How many lines in the records below hold the string "ceiling"? Answer with the number alone.

Collection entries:
'''

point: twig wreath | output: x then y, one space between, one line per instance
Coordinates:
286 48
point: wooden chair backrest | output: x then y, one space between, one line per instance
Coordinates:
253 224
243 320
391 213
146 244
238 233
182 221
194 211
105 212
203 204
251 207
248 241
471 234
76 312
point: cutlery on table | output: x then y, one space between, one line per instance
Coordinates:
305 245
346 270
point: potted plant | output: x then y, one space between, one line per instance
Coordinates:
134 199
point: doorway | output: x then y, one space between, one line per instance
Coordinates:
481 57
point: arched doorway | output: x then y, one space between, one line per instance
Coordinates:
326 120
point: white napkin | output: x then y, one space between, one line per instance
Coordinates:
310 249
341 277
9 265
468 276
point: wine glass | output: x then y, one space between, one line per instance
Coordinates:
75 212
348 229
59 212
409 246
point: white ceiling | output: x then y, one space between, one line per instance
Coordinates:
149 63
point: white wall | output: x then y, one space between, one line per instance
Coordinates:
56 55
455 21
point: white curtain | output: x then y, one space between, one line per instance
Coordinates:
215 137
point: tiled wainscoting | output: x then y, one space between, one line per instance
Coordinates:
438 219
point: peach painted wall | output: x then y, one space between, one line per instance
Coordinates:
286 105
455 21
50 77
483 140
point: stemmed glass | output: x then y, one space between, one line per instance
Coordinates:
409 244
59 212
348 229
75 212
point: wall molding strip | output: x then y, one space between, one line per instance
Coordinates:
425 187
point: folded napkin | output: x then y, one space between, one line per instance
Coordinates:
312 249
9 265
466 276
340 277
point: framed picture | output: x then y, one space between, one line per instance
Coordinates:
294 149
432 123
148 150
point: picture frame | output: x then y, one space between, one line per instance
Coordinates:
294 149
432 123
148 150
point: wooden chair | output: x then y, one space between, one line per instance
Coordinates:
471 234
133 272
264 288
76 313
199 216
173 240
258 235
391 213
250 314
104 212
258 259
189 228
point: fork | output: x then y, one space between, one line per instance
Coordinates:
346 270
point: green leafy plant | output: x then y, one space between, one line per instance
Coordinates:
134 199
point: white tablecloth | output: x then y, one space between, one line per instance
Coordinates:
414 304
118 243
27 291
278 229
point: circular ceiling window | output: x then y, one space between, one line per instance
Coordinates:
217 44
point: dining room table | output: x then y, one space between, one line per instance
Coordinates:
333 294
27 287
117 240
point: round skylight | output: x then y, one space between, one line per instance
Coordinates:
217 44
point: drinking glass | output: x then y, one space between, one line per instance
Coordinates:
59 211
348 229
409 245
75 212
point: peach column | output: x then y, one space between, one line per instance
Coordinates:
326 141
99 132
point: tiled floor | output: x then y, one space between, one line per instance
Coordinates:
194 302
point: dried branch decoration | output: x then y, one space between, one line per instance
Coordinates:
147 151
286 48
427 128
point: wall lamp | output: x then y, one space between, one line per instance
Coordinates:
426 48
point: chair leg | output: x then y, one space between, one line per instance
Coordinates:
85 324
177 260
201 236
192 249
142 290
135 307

'''
'''

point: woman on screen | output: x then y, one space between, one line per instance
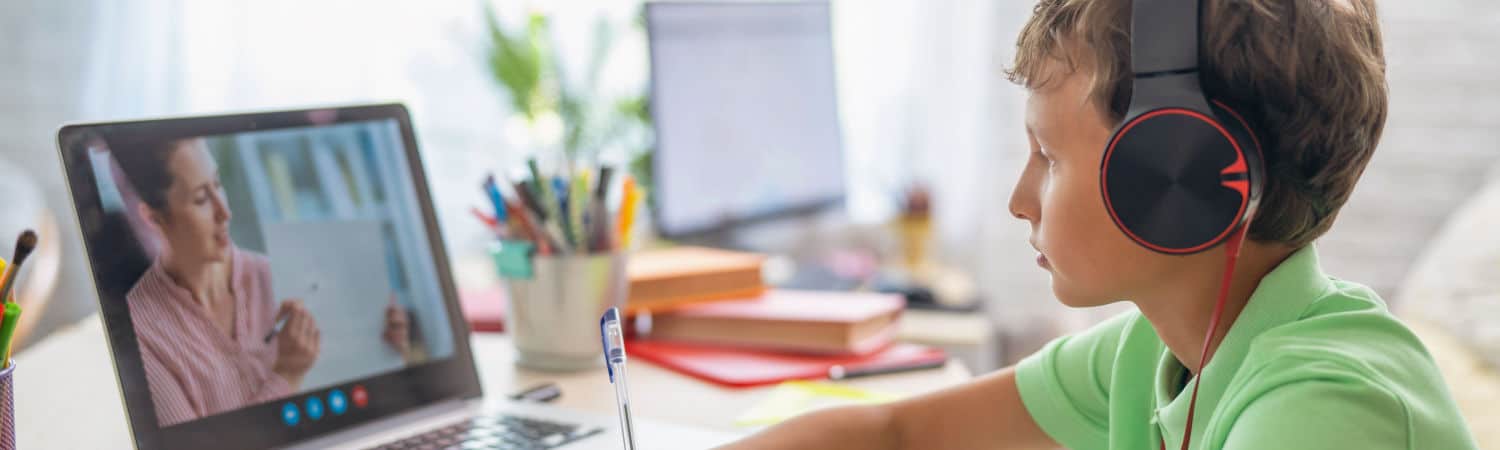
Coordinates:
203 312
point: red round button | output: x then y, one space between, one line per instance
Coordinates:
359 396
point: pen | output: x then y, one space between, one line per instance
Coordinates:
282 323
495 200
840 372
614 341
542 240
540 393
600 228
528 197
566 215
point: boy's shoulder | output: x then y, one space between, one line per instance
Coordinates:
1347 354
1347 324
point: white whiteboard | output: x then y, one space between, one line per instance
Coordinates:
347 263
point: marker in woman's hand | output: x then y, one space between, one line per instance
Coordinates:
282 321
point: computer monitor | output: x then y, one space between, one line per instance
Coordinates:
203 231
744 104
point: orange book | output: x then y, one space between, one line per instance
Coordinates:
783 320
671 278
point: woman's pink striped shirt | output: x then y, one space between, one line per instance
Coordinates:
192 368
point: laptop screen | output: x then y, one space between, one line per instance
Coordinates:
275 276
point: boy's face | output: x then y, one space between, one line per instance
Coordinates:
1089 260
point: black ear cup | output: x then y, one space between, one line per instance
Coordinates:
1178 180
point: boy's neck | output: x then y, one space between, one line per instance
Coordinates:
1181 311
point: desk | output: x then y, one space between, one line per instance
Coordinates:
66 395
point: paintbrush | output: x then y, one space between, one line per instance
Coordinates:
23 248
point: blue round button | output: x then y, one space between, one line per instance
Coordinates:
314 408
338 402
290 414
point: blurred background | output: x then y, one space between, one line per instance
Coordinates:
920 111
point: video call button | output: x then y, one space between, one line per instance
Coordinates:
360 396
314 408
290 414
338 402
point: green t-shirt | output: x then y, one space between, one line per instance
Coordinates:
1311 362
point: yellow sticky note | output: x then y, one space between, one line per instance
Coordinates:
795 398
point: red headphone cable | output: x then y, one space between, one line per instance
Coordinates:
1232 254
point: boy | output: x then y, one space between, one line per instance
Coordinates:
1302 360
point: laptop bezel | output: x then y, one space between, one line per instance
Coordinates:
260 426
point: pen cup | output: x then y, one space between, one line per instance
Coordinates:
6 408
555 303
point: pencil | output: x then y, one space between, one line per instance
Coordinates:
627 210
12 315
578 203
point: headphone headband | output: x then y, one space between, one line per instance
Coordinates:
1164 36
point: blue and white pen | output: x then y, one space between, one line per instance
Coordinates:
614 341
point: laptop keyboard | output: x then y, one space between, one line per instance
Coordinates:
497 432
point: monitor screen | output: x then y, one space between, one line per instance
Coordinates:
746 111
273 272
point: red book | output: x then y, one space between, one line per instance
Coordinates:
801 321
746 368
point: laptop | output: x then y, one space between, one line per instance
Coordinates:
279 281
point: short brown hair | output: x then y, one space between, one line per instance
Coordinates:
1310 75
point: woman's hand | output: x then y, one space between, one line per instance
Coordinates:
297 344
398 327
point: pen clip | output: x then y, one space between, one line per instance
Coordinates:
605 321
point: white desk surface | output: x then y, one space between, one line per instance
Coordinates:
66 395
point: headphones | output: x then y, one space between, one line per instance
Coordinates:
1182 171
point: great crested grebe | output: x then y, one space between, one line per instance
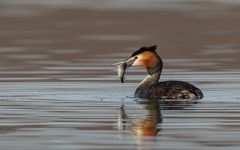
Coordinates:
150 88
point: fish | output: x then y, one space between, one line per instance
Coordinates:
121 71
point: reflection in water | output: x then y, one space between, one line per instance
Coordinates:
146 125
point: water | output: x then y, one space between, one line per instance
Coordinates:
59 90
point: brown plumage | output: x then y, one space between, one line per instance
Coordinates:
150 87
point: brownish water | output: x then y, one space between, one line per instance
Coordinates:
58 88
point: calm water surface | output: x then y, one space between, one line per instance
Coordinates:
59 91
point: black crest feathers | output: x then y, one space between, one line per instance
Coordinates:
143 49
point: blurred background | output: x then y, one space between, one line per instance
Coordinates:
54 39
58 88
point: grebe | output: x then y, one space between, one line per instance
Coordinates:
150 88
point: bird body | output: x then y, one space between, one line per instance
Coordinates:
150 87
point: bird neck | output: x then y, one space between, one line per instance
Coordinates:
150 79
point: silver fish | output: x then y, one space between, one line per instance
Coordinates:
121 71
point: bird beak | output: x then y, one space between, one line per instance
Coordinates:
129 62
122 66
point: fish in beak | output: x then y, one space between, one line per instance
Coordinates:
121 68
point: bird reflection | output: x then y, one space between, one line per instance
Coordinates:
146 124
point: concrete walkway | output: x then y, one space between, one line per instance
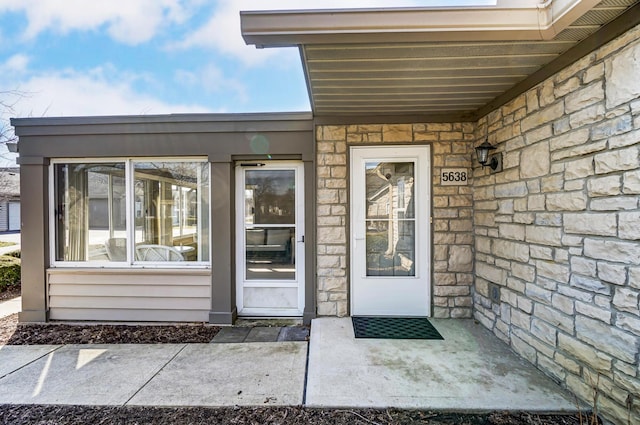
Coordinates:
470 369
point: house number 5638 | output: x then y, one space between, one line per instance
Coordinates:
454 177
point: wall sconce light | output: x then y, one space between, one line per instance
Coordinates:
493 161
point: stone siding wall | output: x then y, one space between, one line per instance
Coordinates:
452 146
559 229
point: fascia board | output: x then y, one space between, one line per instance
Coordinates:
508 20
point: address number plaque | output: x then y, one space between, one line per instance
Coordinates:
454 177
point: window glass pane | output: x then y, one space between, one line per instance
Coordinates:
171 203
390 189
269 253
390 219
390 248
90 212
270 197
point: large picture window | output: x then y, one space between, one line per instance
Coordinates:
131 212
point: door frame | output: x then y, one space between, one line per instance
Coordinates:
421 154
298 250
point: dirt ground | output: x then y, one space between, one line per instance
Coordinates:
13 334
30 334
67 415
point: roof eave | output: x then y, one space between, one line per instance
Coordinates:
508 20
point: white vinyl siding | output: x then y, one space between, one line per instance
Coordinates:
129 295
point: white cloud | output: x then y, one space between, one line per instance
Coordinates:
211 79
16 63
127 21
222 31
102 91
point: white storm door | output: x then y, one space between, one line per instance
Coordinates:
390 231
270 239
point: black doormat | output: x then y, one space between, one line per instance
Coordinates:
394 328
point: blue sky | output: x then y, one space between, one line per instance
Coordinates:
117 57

'''
'''

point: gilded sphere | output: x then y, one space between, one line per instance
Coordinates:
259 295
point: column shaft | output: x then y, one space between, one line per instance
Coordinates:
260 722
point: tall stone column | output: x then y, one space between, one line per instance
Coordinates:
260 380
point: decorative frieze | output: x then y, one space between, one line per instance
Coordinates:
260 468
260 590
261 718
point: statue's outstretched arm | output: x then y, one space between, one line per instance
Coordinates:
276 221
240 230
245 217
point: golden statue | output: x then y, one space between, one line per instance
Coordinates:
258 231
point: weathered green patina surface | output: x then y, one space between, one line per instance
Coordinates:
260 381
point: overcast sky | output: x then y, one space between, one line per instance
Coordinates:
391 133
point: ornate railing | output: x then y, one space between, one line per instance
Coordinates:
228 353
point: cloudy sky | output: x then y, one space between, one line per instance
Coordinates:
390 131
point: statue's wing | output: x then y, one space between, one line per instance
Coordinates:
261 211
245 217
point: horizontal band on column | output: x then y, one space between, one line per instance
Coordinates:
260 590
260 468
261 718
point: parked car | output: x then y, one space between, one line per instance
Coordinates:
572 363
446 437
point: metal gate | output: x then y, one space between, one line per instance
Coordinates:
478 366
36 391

'''

• _The completed task_
2